» Texte cité:
◆ ◆ ◆

Requiem mort-vivant à Marseille

CONCERT – Le Chœur et l’Orchestre de l’Opéra de Marseille avec leur directeur musical Michele Spotti donnent le Requiem de Giuseppe Verdi. Les chanteurs solistes sont Angélique Boudeville, Anna Goryachova, Ivan Ayon-Rivas et Simon Lim. 

Écrit par un compositeur éloigné de la religion et de l’Église, le Requiem de Verdi traite au moins autant de la douleur des vivants que du repos sacré des morts. C’est dans cette lecture en clair-obscur que se situe l’interprétation du jour, servie par un plateau engagé dans son entièreté. Michele Spotti souffle sur les braises passionnées de la vie, comme il apaise les âmes dans un velours éthéré.

Le repos des morts

Dès le début de l’Introït, les cordes pianissimos enveloppent la salle comme une nuée d’encens. Le choeur discret, presque comme un murmure prononce les premières phrases latines. L’effet d’omniprésence est renforcé par la qualité des équilibres qui permet d’entendre distinctement chaque chuchotement des instruments comme des choristes. La nature implacable du jugement est affirmée dans le Mors Stupebit par la projection de la basse Simon Lim et son timbre droit et profond. L’Offertoire est amorcé avec une retenue soulignée par le raffinement des cordes. Anna Goryachova et Angélique Boudeville chantent un Sanctus où se mêlent harmonieusement la justesse de leurs voix, dès le départ a capella qui contraste avec le tutti orchestral du passage qui précède. Leur interprétation tout en finesse laisse dans leur voix l’espace pour la contemplation. Elle se poursuit pour la mezzo-soprano Anna Goryachova dans le lux aeterna, où la souplesse et la continuité de sa voix potentialisées par son souffle emportent une nouvelle fois l’auditeur dans la chaleur de son timbre.

◆ ◆ ◆

(Lignes de données d’annotation de boîtes)
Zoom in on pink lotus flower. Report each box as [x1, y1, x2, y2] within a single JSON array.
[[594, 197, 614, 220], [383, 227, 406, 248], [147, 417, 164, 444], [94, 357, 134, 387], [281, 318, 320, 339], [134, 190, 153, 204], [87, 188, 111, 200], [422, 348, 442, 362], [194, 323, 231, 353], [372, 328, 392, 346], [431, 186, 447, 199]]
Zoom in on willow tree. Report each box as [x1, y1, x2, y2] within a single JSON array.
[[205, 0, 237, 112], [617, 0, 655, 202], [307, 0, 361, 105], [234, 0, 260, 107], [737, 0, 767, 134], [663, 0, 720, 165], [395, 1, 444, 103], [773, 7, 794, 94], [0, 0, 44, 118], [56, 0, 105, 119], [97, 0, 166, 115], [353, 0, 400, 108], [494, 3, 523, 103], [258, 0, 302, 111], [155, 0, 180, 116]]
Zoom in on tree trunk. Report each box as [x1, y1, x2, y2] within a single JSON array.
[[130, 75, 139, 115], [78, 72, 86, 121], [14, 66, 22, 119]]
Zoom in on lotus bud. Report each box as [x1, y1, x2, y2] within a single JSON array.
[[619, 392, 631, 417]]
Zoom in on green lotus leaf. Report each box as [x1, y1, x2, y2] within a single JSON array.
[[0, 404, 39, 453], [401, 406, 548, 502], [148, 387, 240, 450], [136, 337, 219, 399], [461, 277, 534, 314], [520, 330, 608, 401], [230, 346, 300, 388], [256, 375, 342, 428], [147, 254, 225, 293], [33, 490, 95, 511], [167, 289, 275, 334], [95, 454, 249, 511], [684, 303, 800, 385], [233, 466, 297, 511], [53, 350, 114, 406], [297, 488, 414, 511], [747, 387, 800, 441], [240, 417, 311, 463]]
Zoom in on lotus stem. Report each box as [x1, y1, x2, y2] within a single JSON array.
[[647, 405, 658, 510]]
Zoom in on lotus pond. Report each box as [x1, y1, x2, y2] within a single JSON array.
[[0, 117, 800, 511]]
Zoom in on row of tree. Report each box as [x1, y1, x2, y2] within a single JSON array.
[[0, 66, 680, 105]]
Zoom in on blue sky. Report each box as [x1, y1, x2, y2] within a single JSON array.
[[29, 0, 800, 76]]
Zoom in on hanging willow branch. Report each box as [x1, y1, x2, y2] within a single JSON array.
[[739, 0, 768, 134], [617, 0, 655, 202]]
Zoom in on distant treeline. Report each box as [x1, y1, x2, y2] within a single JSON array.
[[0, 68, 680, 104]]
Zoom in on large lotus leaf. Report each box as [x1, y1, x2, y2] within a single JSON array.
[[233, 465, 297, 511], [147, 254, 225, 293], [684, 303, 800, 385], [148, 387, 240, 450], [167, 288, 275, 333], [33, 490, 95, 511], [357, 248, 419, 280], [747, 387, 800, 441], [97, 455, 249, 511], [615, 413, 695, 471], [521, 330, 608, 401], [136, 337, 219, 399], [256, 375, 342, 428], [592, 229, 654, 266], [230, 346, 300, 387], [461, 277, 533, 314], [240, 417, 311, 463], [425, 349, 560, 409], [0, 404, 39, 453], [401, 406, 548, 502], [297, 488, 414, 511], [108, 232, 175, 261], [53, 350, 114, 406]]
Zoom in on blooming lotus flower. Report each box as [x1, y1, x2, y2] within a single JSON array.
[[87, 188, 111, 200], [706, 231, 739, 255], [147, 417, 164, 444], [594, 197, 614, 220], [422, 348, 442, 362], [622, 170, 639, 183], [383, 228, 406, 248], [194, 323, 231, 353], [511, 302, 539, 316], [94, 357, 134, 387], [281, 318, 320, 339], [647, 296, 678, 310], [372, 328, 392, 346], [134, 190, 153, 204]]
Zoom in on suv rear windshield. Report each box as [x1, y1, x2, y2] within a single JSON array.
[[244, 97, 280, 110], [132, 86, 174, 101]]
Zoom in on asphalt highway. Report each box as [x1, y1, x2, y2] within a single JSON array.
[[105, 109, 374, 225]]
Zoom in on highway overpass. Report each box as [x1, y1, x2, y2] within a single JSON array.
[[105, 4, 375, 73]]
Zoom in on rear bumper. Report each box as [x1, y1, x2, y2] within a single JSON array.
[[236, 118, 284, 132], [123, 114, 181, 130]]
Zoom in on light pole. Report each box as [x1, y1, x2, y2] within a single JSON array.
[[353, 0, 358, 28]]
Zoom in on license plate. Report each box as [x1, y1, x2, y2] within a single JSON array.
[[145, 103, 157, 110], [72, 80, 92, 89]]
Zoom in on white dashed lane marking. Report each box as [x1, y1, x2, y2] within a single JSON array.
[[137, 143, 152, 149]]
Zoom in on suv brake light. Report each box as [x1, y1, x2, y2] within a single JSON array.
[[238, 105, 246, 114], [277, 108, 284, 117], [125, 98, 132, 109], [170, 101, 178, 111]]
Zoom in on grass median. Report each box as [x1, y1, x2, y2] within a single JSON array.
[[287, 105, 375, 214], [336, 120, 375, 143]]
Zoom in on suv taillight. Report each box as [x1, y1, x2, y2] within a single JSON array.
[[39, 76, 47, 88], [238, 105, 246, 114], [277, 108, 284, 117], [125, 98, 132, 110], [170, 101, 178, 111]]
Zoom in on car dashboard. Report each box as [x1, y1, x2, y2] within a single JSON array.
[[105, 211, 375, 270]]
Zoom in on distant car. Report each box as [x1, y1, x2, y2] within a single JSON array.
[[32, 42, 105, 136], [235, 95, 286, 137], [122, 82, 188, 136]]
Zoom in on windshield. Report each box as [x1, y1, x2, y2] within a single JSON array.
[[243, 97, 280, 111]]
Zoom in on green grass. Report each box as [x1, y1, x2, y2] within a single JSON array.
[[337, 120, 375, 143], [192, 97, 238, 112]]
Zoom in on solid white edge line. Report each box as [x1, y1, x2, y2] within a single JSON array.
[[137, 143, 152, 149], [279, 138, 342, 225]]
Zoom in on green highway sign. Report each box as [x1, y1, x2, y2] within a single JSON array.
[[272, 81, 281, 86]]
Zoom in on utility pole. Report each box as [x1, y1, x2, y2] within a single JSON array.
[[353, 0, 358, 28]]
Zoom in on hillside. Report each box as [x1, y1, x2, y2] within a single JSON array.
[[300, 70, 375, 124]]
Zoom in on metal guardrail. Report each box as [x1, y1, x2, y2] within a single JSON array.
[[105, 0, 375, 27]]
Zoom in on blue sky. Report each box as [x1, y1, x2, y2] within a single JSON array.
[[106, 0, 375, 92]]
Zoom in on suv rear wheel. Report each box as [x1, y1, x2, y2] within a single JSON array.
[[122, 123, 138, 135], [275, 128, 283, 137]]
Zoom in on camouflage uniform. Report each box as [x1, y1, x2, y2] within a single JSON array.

◆ ◆ ◆

» Exercice 1: D’après le texte cité, qu’est-ce qui renforce l’effet d’omniprésence au début de l’Introït ? Répondez en une à trois phrases.
» Exercice 2: Relevez tous les chanteurs solistes nommés dans le texte cité.
» Exercice 3: Recopiez le passage du texte cité de « CONCERT – Le » à « et Simon Lim. ».
Les entrées forment un matériau distinct du texte cité.

» Réponse correcte 1: L’effet d’omniprésence est renforcé par la qualité des équilibres. Elle permet d’entendre distinctement chaque chuchotement des instruments comme des choristes.

» Réponse correcte 2:
- Angélique Boudeville
- Anna Goryachova
- Ivan Ayon-Rivas
- Simon Lim

» Réponse correcte 3:
CONCERT – Le Chœur et l’Orchestre de l’Opéra de Marseille avec leur directeur musical Michele Spotti donnent le Requiem de Giuseppe Verdi. Les chanteurs solistes sont Angélique Boudeville, Anna Goryachova, Ivan Ayon-Rivas et Simon Lim.